Anna KANIEWSKA

1917-? | Naissance: | Arrestation: | Résidence:

Anna KANIEWSKA (1917-?)

Écrire l’histoire des déportés est parfois un chemin semé d’embuches, un long puzzle qu’il faut composer petit à petit. Tel était l’objectif que je voulais montrer à mes élèves. A Caen, Anna, à la différence de beaucoup de juifs déportés ne dispose d’aucun dossier individuel. Seule une fiche qui retrace son parcours concentrationnaire y est conservée.

Fiche individuelle de déportation d’Anna Kaniewska résumant son parcours concentrationnaire, Archives du SHD – Division des Archives des Victimes des conflits contemporains de Caen.

Après la guerre, Anna n’a pas témoigné et semble avoir cherché à se faire oublier. Une photo d’elle ? Il n’en existe pas. Les archives de la répression précisent juste qu’elle s’appelait Anna Kaniewska, qu’elle mesurait 1m55, qu’elle avait des cheveux blonds assez clairs et un visage rond. Pour retracer son parcours, il a donc été nécessaire de reprendre étape par étape son parcours concentrationnaire et d’interroger les archives de la répression. Progressivement, des portes se sont ouvertes permettant d’appréhender son histoire.

À FAIRE: Reproduisez en entier le texte sur Anna Kaniewska, sans y changer un seul mot. Les données placées plus bas sont un document à part, distinct de ce texte.

DONNÉES ENREGISTRÉES:
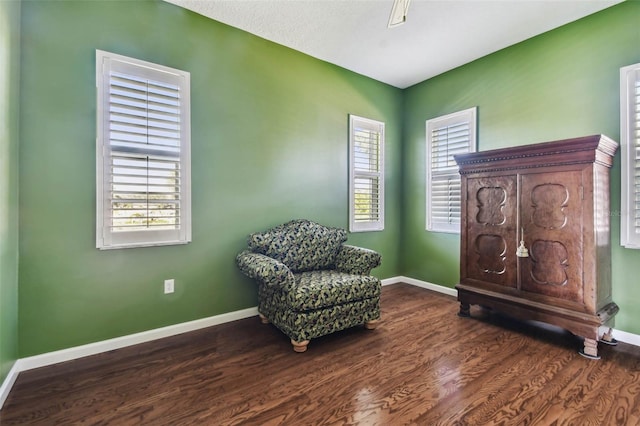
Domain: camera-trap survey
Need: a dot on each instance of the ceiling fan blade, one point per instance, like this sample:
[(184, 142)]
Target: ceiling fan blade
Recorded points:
[(398, 13)]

RÉSULTAT:
Anna KANIEWSKA

1917-? | Naissance: | Arrestation: | Résidence:

Anna KANIEWSKA (1917-?)

Écrire l’histoire des déportés est parfois un chemin semé d’embuches, un long puzzle qu’il faut composer petit à petit. Tel était l’objectif que je voulais montrer à mes élèves. A Caen, Anna, à la différence de beaucoup de juifs déportés ne dispose d’aucun dossier individuel. Seule une fiche qui retrace son parcours concentrationnaire y est conservée.

Fiche individuelle de déportation d’Anna Kaniewska résumant son parcours concentrationnaire, Archives du SHD – Division des Archives des Victimes des conflits contemporains de Caen.

Après la guerre, Anna n’a pas témoigné et semble avoir cherché à se faire oublier. Une photo d’elle ? Il n’en existe pas. Les archives de la répression précisent juste qu’elle s’appelait Anna Kaniewska, qu’elle mesurait 1m55, qu’elle avait des cheveux blonds assez clairs et un visage rond. Pour retracer son parcours, il a donc été nécessaire de reprendre étape par étape son parcours concentrationnaire et d’interroger les archives de la répression. Progressivement, des portes se sont ouvertes permettant d’appréhender son histoire.